§ **Prompt A**: From the backwater travel entry, extract the passage starting at "The paddle breaks the water." up to and including "and canal fringes.".
§ **Prompt B**: List every kind of reader that the disclaimer in the backwater travel entry asks to bear with the writer.

-------- Passage for review --------

Kumarakom / Alleppey : Reflections on Backwater Bliss
Alleppey Travel Blog› entry 250 of 268 › view all entries
[ Disclaimer : Any budding botanists, ornithologists, linguists and pedants please bear with me on this one as I play fast, loose and incorrect with many a spelling, species and observation. It’s a truth I often point out to myself that not only am I an atrocious linguist in the true, communicative sense of the pursuit but also in my paucity of the broader descriptive languages of the world such as the nomenclature of flora and fauna. Most names attributed to animals and plants observed in the following entry are merely dodgy transliterations of things half-heard from my friendly guides Monachan and Sernan, often from their Malayali names and further presupposing that they know a) what I’m talking about when I make enquiries and b) actually know the correct answer themselves.
The paddle breaks the water. The sun breaks the horizon line. The sun hits the water. The paddle breaks the sun. It reforms in peach slice ripples and shivers and swims on uninterrupted into the sky. Monachan and I in our 'dachoot' canoe made of the wood of the 'small jack fruit' tree move in silence through the glassy waters at the bidding of his coconut palm bark oar.
Many small fish congregate in the shallows at the lake and canal fringes.
The far shore of the lake is not visible. Black cormorants dressed like undertakers in their long black coat and tails also have the appearance of bedraggled, closed umbrellas. They perch upon any protuberance above the waterline they can find. A fishing pot marker. A buoy. The ghostly limb of a sunken tree. When the sun is higher they and their cousins the snake birds - whose long sinuous necks give them their name - will stretch their wings out like lacquered Chinese fans to dry off following forays into the weedy depths for food.

-------- Data shown --------

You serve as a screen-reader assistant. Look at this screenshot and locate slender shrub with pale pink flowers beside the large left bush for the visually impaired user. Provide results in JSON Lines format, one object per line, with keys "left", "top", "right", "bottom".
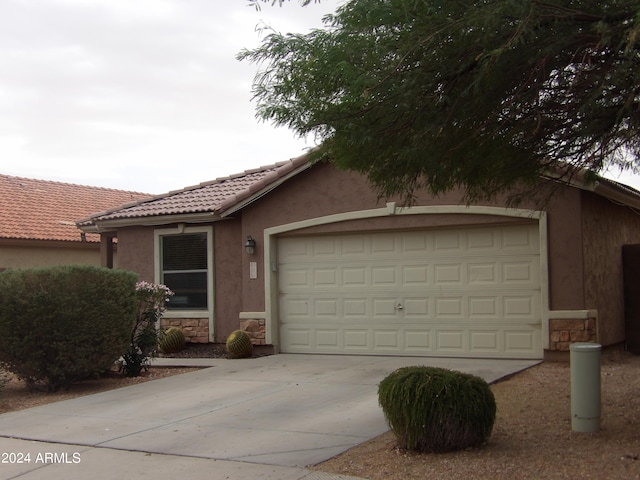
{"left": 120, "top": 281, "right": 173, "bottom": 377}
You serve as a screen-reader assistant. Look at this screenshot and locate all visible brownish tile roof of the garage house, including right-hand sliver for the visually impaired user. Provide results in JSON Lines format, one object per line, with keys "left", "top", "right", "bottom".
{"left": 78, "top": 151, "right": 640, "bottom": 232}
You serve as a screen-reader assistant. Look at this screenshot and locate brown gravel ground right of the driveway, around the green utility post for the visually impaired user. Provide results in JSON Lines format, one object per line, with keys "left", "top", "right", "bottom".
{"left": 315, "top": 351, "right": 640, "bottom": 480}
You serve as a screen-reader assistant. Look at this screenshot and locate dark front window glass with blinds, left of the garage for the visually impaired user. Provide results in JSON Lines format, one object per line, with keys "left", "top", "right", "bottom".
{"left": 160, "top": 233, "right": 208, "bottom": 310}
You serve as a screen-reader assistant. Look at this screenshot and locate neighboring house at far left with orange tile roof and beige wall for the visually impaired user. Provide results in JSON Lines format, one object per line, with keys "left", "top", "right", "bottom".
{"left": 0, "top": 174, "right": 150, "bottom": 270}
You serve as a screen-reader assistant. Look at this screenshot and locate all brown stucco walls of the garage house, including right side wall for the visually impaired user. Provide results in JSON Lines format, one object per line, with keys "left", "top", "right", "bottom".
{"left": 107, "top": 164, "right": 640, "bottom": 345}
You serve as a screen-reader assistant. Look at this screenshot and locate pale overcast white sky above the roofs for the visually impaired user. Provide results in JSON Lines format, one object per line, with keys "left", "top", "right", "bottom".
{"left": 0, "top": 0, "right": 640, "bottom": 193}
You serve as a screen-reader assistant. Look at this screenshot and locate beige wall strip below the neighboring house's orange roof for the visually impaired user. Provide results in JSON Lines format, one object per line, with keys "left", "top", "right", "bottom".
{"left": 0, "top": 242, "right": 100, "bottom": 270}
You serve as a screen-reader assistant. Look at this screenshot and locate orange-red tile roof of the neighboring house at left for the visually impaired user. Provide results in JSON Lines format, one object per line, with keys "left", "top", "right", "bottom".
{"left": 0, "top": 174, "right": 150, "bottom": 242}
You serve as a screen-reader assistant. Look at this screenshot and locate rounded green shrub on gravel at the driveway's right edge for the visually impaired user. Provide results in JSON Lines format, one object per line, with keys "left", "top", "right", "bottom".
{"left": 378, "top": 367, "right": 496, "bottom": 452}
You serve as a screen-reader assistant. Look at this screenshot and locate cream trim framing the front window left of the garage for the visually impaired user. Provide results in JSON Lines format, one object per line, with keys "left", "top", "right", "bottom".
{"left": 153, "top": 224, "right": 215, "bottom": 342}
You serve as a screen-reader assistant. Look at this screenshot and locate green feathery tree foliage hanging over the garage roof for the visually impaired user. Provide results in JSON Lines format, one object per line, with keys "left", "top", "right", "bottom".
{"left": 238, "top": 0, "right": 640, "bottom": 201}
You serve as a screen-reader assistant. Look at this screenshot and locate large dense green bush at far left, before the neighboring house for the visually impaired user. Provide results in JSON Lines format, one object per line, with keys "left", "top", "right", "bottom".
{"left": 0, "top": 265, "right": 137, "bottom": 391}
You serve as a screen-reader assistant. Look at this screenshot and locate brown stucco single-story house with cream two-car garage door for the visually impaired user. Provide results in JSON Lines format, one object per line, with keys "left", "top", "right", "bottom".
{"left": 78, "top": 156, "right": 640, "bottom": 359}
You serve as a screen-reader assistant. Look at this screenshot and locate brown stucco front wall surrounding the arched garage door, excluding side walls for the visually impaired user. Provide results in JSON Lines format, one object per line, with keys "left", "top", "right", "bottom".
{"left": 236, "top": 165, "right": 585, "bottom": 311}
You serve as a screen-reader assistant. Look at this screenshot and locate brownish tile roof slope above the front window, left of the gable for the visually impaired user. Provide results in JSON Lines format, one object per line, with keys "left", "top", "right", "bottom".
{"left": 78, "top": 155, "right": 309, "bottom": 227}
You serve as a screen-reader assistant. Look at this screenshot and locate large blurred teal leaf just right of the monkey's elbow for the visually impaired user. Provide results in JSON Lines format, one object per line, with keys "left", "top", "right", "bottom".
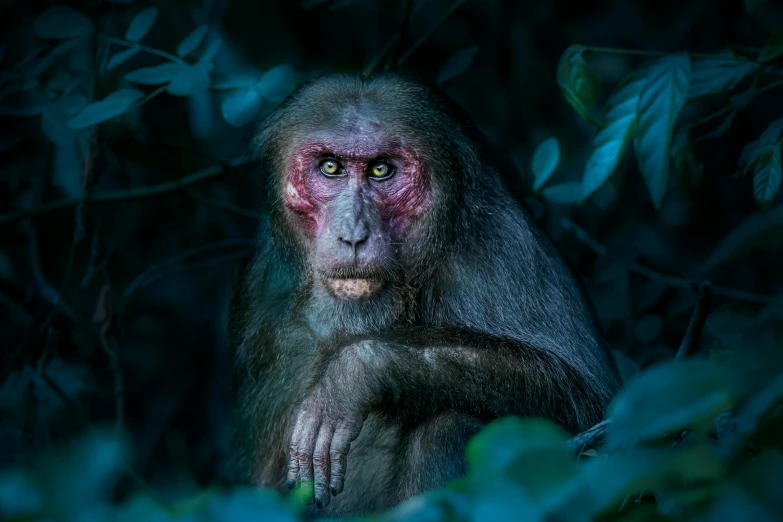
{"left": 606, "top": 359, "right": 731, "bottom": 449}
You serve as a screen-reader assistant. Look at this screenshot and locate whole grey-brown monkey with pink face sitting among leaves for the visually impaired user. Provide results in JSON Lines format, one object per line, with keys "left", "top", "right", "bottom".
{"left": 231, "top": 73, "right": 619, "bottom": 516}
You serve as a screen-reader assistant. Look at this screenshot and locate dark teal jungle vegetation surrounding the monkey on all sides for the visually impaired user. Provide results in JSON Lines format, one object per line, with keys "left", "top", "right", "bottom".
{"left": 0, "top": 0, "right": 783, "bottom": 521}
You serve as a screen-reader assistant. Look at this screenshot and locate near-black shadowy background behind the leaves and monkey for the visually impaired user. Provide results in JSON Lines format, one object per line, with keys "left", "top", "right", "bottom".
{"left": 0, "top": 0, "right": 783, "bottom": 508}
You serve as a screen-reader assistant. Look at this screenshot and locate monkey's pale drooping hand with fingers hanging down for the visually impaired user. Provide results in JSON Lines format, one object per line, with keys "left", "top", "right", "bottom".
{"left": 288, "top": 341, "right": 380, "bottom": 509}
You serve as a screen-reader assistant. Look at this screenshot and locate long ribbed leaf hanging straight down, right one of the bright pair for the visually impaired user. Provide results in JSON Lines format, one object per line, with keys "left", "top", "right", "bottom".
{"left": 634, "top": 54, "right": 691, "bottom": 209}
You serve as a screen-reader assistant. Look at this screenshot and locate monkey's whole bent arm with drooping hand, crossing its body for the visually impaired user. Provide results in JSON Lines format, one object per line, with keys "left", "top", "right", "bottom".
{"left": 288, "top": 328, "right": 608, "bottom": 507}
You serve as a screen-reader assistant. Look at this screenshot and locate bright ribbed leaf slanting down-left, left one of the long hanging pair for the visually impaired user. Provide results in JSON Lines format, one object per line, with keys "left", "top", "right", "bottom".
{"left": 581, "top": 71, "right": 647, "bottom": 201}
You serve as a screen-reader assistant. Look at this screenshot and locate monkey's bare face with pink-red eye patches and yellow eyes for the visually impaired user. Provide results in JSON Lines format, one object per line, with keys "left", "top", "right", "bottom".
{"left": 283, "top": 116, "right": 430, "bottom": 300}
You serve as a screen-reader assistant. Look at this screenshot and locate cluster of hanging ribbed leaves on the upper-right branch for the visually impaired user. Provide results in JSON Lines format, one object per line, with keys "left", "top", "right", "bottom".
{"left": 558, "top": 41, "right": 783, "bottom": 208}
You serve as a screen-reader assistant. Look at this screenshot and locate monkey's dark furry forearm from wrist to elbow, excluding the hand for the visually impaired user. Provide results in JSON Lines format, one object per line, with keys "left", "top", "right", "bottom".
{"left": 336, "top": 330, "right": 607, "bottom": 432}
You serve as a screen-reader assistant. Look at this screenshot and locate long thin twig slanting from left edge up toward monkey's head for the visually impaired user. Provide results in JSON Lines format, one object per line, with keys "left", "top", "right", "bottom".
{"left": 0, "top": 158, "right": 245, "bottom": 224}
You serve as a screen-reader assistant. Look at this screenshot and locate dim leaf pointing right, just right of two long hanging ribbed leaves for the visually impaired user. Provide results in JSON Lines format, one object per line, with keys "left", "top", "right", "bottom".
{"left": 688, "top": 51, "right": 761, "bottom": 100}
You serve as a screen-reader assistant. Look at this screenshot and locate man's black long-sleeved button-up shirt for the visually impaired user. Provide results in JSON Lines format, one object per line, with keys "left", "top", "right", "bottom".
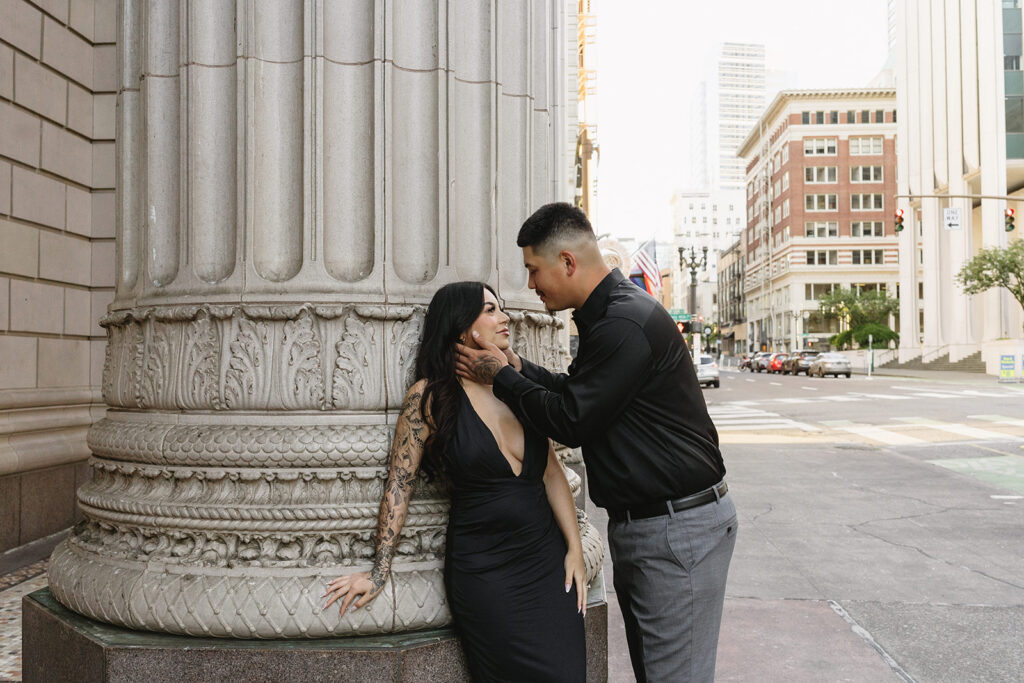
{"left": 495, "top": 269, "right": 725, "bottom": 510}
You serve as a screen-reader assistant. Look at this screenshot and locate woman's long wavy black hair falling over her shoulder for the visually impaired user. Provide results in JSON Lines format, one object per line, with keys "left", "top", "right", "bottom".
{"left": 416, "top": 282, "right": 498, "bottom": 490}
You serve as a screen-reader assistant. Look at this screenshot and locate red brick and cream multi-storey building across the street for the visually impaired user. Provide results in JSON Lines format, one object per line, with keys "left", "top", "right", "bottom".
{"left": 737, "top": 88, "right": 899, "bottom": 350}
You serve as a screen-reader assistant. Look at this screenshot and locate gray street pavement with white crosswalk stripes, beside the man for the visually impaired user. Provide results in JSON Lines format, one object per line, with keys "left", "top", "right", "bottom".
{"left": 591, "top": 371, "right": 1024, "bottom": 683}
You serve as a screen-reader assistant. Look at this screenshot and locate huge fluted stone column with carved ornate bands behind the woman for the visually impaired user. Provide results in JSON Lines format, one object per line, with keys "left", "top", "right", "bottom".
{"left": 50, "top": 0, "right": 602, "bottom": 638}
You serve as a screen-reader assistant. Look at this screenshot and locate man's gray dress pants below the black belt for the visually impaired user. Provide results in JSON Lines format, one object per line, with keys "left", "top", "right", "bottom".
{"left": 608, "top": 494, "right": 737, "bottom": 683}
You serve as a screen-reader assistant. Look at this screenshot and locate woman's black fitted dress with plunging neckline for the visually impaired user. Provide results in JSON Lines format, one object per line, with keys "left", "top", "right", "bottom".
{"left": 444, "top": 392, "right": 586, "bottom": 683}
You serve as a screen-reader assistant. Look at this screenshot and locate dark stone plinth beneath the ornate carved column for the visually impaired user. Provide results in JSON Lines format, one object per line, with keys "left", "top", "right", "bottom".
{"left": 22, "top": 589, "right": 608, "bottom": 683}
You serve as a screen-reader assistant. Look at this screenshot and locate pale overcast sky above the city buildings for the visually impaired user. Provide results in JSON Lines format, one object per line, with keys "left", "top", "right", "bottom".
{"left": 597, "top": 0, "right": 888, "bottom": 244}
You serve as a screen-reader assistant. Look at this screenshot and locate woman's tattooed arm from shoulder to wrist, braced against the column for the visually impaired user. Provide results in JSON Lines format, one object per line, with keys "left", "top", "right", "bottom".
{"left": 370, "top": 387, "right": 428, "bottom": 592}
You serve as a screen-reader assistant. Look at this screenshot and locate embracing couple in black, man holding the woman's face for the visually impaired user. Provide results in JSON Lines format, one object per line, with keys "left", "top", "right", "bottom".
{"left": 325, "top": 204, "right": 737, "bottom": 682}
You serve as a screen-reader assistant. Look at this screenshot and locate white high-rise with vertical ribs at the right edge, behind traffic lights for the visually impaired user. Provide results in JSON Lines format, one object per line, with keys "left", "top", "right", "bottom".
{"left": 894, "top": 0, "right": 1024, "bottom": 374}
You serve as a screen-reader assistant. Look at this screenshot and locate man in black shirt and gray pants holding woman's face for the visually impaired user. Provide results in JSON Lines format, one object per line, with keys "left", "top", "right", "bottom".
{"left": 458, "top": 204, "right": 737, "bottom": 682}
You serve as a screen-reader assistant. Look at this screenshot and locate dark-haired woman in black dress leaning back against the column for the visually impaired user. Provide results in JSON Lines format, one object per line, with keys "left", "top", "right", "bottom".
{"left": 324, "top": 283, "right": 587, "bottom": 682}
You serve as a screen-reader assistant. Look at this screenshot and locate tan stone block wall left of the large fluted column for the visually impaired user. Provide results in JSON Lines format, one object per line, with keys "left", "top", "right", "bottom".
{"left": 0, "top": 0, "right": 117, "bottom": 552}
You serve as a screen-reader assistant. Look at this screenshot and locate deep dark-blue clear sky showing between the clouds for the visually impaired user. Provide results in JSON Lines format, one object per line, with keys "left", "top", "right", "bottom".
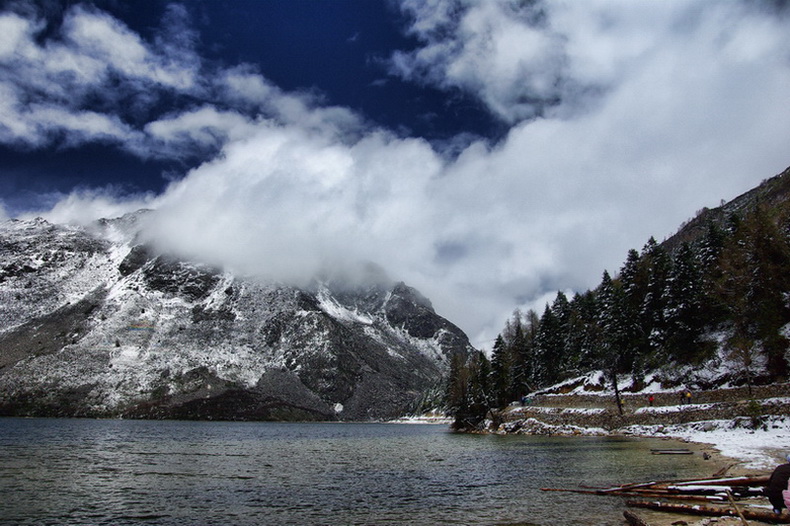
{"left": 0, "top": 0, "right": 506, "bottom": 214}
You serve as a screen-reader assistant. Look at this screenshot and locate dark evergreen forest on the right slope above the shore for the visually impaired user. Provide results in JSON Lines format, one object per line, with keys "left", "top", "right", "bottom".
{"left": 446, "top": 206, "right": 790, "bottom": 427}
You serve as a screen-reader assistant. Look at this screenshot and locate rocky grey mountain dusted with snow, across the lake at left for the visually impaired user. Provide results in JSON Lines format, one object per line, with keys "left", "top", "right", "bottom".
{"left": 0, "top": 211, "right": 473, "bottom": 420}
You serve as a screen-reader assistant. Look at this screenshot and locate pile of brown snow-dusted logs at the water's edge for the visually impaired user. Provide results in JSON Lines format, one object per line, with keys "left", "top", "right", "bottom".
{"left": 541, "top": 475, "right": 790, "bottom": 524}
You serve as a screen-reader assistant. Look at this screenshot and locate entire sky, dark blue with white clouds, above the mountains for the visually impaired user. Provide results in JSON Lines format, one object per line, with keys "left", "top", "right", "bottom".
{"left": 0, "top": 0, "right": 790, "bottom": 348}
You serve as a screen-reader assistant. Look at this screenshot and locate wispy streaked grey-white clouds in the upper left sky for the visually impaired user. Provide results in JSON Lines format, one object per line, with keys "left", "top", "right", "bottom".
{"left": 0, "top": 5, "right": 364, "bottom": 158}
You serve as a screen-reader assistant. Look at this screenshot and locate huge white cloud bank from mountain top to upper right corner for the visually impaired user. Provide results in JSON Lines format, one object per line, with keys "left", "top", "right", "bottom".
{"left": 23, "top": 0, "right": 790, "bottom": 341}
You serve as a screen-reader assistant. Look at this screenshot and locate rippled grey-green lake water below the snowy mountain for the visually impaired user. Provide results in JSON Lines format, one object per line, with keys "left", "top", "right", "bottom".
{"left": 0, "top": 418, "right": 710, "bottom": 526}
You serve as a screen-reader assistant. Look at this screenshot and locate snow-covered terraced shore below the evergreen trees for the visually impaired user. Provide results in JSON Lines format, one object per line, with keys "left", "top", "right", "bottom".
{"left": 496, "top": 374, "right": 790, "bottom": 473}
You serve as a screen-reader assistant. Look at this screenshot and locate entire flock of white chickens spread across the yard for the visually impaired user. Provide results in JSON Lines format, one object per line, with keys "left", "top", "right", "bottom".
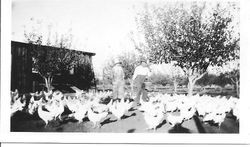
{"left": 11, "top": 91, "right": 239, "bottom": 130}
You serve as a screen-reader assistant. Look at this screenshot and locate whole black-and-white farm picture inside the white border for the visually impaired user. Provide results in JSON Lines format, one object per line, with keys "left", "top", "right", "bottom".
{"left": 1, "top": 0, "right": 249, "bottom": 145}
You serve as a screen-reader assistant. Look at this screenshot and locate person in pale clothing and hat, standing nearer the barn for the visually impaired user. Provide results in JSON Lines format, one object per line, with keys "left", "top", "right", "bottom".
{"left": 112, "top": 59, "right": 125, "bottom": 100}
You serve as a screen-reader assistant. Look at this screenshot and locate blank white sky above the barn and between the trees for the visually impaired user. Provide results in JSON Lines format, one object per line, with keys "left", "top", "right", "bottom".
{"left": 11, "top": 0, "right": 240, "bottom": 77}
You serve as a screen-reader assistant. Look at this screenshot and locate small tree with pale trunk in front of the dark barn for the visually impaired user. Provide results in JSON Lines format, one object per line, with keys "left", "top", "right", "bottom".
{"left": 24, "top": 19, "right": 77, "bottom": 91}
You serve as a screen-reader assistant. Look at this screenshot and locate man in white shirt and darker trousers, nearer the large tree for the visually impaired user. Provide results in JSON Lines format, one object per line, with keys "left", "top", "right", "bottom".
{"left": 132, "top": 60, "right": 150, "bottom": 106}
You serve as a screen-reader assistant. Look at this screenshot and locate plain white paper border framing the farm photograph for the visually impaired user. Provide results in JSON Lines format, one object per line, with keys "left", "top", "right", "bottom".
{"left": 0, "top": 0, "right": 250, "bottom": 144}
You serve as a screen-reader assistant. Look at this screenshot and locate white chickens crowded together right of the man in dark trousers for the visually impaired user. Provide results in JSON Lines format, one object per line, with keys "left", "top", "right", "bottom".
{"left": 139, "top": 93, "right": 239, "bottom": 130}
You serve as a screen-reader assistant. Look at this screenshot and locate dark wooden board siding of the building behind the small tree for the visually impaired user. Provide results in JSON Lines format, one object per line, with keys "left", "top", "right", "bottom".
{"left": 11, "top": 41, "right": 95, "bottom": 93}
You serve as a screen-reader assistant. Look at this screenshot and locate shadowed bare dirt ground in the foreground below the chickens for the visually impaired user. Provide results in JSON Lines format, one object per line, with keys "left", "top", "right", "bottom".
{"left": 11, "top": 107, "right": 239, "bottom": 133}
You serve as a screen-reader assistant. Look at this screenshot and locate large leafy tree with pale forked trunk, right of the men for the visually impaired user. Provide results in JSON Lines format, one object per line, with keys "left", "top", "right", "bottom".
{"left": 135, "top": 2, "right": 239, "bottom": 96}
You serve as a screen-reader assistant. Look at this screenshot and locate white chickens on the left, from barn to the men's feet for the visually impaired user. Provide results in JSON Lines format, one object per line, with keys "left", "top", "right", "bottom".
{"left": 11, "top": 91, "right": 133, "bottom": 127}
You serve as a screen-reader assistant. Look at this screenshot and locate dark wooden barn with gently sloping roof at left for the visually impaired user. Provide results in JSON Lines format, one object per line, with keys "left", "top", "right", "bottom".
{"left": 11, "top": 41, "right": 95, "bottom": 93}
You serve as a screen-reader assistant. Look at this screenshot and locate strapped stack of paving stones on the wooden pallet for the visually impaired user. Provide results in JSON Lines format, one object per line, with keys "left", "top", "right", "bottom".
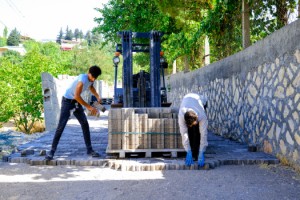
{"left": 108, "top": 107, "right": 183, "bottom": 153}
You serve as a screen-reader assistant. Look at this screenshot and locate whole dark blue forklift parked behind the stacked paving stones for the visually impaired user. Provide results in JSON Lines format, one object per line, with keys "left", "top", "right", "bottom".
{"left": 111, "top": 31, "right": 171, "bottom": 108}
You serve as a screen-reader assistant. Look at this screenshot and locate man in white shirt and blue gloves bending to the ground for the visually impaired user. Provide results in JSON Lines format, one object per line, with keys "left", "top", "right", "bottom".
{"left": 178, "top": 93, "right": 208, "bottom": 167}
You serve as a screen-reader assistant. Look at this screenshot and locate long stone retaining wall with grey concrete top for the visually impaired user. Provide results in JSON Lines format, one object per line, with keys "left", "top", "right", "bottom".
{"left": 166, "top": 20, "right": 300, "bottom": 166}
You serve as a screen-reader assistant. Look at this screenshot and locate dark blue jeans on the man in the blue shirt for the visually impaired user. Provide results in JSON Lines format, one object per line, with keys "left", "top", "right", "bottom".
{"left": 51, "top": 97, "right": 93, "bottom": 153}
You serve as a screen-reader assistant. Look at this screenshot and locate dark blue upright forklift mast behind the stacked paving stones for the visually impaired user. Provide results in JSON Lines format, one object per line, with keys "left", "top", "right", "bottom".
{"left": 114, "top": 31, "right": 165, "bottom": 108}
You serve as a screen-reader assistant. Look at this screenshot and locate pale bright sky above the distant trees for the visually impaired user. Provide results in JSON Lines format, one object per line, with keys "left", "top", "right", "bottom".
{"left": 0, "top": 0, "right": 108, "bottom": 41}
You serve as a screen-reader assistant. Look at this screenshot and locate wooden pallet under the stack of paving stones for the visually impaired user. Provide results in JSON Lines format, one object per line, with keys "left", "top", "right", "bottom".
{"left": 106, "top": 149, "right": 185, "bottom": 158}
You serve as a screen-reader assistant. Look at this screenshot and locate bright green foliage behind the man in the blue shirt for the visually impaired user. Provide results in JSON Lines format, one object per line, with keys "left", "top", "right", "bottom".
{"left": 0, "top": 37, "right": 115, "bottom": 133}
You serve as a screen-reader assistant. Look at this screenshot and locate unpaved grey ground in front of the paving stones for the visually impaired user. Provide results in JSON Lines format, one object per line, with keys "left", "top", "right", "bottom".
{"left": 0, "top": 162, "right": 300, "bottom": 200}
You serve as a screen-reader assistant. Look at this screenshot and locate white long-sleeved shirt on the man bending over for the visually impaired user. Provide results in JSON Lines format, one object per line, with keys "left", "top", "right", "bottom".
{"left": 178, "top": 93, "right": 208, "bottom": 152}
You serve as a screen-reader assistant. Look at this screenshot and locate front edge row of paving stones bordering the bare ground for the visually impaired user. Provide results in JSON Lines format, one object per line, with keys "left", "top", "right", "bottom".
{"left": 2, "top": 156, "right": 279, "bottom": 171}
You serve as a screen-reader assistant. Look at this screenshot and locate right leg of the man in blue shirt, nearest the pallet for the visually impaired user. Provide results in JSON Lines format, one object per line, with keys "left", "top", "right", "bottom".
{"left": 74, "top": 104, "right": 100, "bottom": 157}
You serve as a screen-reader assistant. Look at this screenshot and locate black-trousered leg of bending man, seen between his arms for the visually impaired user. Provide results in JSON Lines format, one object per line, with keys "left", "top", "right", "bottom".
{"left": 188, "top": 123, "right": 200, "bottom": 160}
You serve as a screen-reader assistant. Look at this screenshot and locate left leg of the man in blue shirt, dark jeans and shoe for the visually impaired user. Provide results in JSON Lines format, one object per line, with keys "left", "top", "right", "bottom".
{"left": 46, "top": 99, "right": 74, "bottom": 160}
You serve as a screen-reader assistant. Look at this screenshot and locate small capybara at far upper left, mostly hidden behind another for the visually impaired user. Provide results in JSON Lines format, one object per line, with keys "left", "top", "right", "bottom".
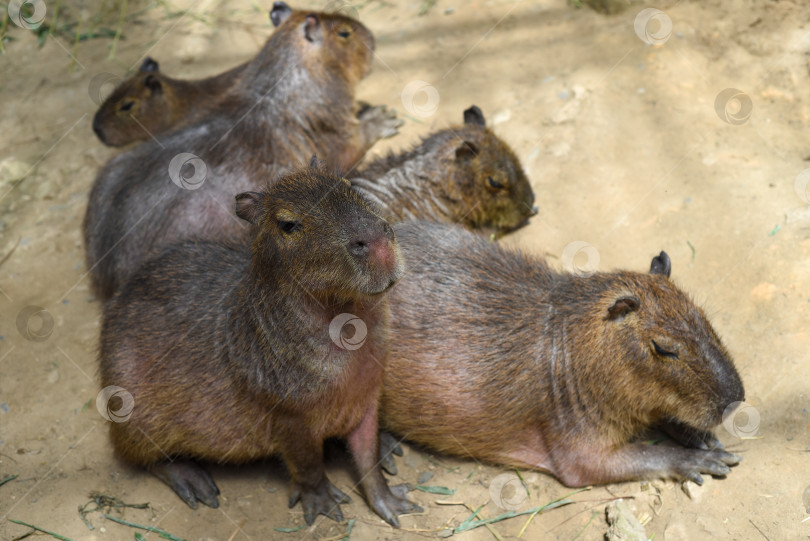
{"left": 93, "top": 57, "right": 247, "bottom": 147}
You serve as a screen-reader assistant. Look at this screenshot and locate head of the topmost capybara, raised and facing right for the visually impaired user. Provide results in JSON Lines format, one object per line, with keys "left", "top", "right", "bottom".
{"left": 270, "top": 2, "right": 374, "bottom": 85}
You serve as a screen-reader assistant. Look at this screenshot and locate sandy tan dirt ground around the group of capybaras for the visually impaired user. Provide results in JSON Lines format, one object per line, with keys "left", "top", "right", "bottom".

--------

§ **Answer space A**:
The paddle breaks the water. The sun breaks the horizon line. The sun hits the water. The paddle breaks the sun. It reforms in peach slice ripples and shivers and swims on uninterrupted into the sky. Monachan and I in our 'dachoot' canoe made of the wood of the 'small jack fruit' tree move in silence through the glassy waters at the bidding of his coconut palm bark oar.
Many small fish congregate in the shallows at the lake and canal fringes.

§ **Answer space B**:
- Botanists
- Ornithologists
- Linguists
- Pedants